PROBLEM DETAILS => Whatever the records say, repeat them exactly as given.

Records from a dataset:

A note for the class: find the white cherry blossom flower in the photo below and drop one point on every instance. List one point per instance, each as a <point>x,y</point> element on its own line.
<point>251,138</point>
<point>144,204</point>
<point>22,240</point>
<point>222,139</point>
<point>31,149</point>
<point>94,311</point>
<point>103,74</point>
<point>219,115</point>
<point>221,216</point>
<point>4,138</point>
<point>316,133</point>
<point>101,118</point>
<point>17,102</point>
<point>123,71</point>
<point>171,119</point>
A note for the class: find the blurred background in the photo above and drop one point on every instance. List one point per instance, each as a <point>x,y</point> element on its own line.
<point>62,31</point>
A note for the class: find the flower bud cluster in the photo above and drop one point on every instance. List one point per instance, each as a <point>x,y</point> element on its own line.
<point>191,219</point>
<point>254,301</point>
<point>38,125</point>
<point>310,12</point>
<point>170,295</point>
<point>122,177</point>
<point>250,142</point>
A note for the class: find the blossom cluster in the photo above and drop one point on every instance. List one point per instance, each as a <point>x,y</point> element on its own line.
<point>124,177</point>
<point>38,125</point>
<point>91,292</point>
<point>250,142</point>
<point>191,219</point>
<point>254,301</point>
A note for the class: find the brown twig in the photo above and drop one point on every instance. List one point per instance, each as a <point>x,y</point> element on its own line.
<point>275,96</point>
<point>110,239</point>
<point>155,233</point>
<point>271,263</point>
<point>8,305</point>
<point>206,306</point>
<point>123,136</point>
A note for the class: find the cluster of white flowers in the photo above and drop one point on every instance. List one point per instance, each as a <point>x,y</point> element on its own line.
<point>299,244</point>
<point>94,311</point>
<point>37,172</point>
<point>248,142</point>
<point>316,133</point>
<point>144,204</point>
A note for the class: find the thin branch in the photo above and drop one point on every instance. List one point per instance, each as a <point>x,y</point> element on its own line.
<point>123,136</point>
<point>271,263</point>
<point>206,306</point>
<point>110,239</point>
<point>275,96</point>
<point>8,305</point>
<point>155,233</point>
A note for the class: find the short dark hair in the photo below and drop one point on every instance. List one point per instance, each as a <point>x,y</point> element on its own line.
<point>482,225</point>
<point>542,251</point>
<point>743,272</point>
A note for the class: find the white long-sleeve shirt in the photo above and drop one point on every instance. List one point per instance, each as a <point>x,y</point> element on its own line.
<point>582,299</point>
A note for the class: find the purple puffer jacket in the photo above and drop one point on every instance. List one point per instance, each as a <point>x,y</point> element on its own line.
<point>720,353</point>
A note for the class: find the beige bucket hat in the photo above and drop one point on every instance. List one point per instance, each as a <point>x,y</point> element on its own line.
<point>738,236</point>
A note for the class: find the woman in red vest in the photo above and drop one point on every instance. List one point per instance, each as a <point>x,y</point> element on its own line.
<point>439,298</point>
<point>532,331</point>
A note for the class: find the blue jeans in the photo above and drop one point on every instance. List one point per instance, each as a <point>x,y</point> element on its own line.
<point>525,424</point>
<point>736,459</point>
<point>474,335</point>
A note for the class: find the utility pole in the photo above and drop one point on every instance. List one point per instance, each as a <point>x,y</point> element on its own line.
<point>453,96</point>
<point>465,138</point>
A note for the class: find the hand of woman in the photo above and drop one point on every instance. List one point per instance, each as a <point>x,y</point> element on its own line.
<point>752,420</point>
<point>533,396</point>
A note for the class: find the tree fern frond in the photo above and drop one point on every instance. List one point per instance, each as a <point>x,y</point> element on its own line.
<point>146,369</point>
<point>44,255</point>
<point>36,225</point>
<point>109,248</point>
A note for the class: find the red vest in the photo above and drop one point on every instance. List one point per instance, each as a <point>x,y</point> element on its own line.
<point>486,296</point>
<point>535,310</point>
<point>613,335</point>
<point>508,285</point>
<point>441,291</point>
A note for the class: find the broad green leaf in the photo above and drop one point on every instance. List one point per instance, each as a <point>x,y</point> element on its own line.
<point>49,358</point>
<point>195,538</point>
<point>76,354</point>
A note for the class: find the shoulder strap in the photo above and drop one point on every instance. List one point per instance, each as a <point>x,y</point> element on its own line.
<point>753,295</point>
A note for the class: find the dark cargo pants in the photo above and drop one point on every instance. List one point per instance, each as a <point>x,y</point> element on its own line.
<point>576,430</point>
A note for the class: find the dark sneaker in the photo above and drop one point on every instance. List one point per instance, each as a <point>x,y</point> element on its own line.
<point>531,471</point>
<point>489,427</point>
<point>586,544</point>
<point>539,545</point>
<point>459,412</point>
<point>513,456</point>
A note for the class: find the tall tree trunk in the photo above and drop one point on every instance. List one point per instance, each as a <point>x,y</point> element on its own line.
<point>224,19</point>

RESPONSE TO THE TASK =>
A note for the class: find the white cherry blossom flower in the photo below and drop one point on every instance. List one point per instance, each as a <point>x,y</point> element on its own line.
<point>251,138</point>
<point>144,204</point>
<point>22,240</point>
<point>222,139</point>
<point>31,149</point>
<point>94,311</point>
<point>103,74</point>
<point>219,115</point>
<point>221,216</point>
<point>4,138</point>
<point>316,133</point>
<point>101,118</point>
<point>17,102</point>
<point>123,71</point>
<point>171,119</point>
A note for the class: find the blurred background in the photo above and drop one point on every instance. List one point per instance, each as a <point>x,y</point> element on its own line.
<point>62,31</point>
A note for the class: find the flower bud cluster in the photo above and drop one point on every instance. List one point per instance, each as a <point>x,y</point> element on its own line.
<point>191,219</point>
<point>254,301</point>
<point>38,125</point>
<point>310,12</point>
<point>170,295</point>
<point>122,177</point>
<point>250,142</point>
A note for the class: find the blossom cluster in the photo above and drop one point on every instance. List one point per instance, each as a <point>x,y</point> element on its own line.
<point>124,177</point>
<point>38,125</point>
<point>91,292</point>
<point>250,142</point>
<point>191,219</point>
<point>254,301</point>
A note for the class: find the brown twig in the photo above and drop one point on every instance. List one point per instance, each as a <point>x,y</point> element on its own line.
<point>275,96</point>
<point>110,239</point>
<point>155,233</point>
<point>271,263</point>
<point>8,305</point>
<point>206,306</point>
<point>123,136</point>
A note for the class: find the cluster of white flowers in the photo above and drop one point on every instance. List one point per instance, each as a <point>x,y</point> element on its own line.
<point>299,244</point>
<point>94,311</point>
<point>37,172</point>
<point>248,142</point>
<point>316,133</point>
<point>144,204</point>
A note for the class: find the thin branch in the photo above and drop one point on every instance. List one point per instance, each as a <point>x,y</point> element on its own line.
<point>123,136</point>
<point>271,263</point>
<point>206,306</point>
<point>110,239</point>
<point>275,96</point>
<point>8,305</point>
<point>155,233</point>
A note for the class: find the short dark hair in the photo below and drop one point on every instance. List one point per instance, each as a <point>x,y</point> element on its own line.
<point>482,225</point>
<point>542,251</point>
<point>743,272</point>
A note for the class: find the white long-sleeve shirt in the photo above and drop one point on every instance. List one point per instance, each as a <point>x,y</point> element on its own line.
<point>582,299</point>
A note for the class: find the purple puffer jacket in the photo above and drop one point on every instance. List one point per instance, each as a <point>x,y</point> element on its own line.
<point>720,353</point>
A note for the class: find the beige bucket hat in the photo above and drop one point on every instance. List one point per instance, each as a <point>x,y</point> element on its own line.
<point>738,236</point>
A note for the class: find the woman in red vest in the photo above and drop one point on every instance. List one point per instance, each as a <point>x,y</point> element on its own line.
<point>439,298</point>
<point>532,331</point>
A note for the class: find the blue jeans in the photo above and drop one point on every instance. List one point per instance, each as a <point>x,y</point> element on its own line.
<point>525,424</point>
<point>736,459</point>
<point>474,335</point>
A note for the class: find the utility pole in the photo above and drop one point on every instance. List one point per instance, each as a <point>x,y</point> element on its own line.
<point>453,96</point>
<point>465,138</point>
A note for the class: find the hand of woman in the photo above and drop one point on every instance. List one point per instance, each as a <point>x,y</point> element on its own line.
<point>752,420</point>
<point>533,396</point>
A note for the class: find the tree fern frond in the photo above and drop one point on every instance. List one point per instance, each as a <point>x,y</point> element on its own line.
<point>146,369</point>
<point>44,255</point>
<point>36,225</point>
<point>109,248</point>
A note for the class: find the red vest in the photo above and drop one point on every instance. List one point per instance, each as a <point>x,y</point> element on its own line.
<point>486,296</point>
<point>535,310</point>
<point>613,335</point>
<point>508,285</point>
<point>441,291</point>
A note for the class: find the broad green leaf in the photo above and drop one point on every instance. List one point per instance, each as a <point>x,y</point> element on its own line.
<point>49,358</point>
<point>195,538</point>
<point>76,354</point>
A note for the class: find the shoulder strap in the photo above and drop one point on every instance. List one point per instance, each as a <point>x,y</point> element on its own line.
<point>753,295</point>
A note for the class: find the dark cargo pants in the photo above and drop one point on every instance. List one point per instance, each as a <point>x,y</point> element on its own line.
<point>576,430</point>
A note for the class: find the dark sneaker in the photo above and drop one point on every instance. List one point per instance, each as a <point>x,y</point> element on its own line.
<point>531,471</point>
<point>489,427</point>
<point>586,544</point>
<point>539,545</point>
<point>459,412</point>
<point>513,456</point>
A note for the class: find the tall tree trunk in the photo above and drop one point on every instance. List one point per instance, each as a <point>x,y</point> element on its own line.
<point>224,19</point>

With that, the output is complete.